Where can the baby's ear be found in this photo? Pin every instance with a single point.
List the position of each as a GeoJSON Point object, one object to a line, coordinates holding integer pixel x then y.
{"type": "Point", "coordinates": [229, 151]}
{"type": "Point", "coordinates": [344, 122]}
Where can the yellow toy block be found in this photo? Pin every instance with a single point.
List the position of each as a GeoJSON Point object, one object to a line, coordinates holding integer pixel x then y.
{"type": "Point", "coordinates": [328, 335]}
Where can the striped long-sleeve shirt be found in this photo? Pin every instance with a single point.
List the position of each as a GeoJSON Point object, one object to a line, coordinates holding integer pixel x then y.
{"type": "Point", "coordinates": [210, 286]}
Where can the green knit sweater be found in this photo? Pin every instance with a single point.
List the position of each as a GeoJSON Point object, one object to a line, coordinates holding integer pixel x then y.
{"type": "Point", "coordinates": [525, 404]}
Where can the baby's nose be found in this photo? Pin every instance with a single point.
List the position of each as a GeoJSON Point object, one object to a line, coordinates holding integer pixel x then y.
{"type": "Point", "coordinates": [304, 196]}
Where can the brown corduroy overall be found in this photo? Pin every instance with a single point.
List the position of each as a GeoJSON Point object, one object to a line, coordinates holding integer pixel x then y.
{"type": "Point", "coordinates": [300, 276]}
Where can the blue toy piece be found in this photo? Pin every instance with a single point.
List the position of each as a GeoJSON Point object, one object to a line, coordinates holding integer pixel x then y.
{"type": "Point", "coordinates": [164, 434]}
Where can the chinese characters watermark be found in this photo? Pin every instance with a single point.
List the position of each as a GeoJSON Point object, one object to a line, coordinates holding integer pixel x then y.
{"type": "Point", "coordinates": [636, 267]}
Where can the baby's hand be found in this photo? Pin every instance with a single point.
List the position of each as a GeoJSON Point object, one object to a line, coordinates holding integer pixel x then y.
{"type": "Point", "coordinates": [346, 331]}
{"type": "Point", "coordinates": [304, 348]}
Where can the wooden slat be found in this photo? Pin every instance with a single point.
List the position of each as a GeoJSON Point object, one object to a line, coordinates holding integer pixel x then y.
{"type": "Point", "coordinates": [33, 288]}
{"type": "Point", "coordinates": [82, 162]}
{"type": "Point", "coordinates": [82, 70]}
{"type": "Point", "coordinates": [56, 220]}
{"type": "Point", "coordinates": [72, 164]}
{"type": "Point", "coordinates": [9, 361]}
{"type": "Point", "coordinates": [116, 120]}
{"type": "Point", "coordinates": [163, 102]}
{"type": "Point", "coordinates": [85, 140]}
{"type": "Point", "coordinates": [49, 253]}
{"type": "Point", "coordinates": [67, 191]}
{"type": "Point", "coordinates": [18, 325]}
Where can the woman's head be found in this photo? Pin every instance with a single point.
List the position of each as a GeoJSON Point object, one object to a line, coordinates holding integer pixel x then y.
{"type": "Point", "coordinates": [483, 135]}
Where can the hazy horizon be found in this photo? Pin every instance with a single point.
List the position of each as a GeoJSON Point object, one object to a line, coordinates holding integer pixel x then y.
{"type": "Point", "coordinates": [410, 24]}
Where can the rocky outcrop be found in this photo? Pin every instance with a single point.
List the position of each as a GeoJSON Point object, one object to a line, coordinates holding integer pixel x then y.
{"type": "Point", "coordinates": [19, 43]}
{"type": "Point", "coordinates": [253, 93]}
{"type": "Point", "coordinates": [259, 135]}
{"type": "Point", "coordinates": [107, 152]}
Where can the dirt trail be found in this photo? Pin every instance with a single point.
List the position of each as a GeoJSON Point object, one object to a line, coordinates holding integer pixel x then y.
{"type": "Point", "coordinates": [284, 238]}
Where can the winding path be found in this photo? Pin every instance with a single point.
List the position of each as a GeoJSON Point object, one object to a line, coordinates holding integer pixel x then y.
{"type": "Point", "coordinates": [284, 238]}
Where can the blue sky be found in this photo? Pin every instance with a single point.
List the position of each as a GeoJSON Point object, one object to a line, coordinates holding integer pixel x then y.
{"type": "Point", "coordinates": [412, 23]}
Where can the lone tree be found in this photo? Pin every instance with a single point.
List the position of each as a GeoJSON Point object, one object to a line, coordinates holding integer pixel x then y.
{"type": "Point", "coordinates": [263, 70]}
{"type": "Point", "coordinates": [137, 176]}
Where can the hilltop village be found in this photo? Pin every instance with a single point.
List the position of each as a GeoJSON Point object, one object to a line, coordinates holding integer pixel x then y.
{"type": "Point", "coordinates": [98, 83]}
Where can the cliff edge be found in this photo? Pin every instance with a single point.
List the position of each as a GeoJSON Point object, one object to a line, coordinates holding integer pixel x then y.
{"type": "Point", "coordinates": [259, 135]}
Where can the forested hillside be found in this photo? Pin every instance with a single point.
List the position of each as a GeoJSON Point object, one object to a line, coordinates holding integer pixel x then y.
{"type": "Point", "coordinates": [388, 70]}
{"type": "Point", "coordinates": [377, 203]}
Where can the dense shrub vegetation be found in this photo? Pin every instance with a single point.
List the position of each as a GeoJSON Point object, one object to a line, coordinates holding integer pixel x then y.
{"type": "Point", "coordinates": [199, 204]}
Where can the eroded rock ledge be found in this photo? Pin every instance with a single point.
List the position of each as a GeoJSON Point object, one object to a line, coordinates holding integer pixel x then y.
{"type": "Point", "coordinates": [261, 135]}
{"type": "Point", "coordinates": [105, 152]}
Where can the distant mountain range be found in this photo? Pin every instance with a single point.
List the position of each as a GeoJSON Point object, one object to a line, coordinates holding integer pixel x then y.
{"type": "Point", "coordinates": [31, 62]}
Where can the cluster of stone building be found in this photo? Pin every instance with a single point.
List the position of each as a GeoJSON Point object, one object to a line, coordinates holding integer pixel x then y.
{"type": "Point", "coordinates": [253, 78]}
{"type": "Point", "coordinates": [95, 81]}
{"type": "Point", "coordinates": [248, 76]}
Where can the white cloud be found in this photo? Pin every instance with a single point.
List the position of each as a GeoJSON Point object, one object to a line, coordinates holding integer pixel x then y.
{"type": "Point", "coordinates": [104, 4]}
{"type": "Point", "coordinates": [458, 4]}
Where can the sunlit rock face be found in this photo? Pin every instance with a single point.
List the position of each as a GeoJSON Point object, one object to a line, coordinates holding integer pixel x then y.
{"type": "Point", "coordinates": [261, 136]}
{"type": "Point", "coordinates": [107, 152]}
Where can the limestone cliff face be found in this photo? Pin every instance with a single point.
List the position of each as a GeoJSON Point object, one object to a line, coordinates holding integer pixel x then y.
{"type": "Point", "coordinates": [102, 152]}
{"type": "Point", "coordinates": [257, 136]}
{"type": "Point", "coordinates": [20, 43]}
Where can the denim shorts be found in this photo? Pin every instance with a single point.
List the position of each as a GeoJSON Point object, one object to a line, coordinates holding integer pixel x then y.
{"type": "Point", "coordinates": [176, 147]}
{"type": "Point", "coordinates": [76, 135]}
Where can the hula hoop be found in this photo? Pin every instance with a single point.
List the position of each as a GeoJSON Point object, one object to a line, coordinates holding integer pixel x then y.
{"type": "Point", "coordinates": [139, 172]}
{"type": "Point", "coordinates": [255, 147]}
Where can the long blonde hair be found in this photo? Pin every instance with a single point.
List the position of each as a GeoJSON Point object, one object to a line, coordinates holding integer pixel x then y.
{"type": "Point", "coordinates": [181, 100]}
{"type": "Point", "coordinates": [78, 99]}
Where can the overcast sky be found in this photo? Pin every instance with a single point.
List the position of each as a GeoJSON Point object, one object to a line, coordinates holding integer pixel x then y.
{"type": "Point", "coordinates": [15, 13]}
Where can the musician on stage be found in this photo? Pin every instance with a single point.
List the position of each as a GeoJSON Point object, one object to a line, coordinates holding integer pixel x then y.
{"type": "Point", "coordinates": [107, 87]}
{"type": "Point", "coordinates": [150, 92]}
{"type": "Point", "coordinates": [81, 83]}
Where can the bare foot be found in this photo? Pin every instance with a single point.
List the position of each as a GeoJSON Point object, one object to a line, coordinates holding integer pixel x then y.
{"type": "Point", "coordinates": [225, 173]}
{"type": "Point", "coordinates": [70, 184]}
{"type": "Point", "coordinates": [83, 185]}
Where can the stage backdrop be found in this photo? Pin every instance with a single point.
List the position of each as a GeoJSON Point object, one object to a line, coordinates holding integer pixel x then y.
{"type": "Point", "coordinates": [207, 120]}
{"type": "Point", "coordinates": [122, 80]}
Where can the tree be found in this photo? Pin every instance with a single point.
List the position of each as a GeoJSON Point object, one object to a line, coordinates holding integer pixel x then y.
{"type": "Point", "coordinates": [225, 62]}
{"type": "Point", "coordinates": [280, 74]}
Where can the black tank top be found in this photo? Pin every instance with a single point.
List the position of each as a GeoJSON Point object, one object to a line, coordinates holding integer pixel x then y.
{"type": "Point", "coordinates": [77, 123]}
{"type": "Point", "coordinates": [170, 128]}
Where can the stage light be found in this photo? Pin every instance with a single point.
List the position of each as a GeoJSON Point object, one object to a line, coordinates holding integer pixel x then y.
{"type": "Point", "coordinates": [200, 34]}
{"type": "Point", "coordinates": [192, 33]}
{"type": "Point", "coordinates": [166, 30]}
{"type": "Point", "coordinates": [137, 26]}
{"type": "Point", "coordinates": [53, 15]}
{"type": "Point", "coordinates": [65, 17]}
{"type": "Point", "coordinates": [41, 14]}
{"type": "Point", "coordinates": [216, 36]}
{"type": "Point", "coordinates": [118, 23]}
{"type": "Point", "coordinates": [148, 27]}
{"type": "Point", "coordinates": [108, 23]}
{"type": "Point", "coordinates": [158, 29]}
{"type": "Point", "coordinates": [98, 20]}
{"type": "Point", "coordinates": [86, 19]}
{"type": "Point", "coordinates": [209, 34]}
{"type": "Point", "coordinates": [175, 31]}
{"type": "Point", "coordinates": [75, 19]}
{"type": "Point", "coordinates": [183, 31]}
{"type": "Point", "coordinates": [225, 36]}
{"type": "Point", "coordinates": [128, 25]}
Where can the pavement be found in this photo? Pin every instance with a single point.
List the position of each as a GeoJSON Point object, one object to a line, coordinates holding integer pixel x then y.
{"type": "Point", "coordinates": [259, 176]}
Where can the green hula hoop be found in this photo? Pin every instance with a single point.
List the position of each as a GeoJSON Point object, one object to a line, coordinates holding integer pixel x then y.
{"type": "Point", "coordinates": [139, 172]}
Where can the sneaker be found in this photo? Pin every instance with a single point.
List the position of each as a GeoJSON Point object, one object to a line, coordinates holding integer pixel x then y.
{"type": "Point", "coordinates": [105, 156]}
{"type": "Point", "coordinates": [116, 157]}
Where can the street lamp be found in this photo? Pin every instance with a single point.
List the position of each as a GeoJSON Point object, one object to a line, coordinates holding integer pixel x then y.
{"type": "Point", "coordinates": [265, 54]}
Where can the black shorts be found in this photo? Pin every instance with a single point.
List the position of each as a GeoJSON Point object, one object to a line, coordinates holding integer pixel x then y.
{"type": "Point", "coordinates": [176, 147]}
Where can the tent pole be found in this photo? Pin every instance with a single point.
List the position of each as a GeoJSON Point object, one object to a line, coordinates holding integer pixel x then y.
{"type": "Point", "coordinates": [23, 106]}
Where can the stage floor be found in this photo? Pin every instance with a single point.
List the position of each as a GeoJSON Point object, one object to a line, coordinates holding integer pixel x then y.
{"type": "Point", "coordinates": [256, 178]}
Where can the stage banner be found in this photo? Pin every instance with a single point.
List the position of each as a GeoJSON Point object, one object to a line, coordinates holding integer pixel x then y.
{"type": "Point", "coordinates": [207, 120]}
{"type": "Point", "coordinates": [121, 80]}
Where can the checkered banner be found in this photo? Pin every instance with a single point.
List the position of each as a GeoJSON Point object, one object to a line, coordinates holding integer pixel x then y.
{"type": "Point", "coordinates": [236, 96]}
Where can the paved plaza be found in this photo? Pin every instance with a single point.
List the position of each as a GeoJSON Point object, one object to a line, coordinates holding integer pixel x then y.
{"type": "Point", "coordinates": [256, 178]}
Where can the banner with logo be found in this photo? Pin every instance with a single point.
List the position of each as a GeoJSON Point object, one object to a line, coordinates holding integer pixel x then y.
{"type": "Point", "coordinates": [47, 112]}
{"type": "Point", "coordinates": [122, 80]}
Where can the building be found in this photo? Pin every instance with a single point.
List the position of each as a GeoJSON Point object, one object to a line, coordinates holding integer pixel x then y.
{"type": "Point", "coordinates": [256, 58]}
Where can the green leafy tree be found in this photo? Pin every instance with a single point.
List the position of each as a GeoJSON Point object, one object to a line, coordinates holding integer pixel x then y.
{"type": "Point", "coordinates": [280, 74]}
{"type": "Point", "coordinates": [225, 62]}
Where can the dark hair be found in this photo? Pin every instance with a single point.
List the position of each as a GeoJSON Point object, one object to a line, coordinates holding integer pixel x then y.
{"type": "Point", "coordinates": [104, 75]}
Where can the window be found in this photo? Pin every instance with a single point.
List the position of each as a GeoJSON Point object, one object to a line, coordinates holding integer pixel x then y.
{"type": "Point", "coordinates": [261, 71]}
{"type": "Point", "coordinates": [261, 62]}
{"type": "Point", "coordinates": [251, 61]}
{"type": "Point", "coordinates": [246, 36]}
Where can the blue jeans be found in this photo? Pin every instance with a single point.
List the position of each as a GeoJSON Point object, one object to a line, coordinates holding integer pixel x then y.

○ ○ ○

#### STATED TASK
Reproduce the entries verbatim, starting at the line containing "Where can the window" and continuing through the last line of the entries.

#### COMPLETE OUTPUT
Where can the window be found in this photo? Pin every instance with a single point.
List the position of each as a GeoJSON Point object, one object to a line, coordinates holding integer pixel x then y.
{"type": "Point", "coordinates": [261, 71]}
{"type": "Point", "coordinates": [261, 62]}
{"type": "Point", "coordinates": [251, 61]}
{"type": "Point", "coordinates": [246, 36]}
Where can the blue jeans be found in this photo? Pin every instance with a single point.
List the position of each as a GeoJSON Point object, one object to a line, coordinates holding integer pixel x then y.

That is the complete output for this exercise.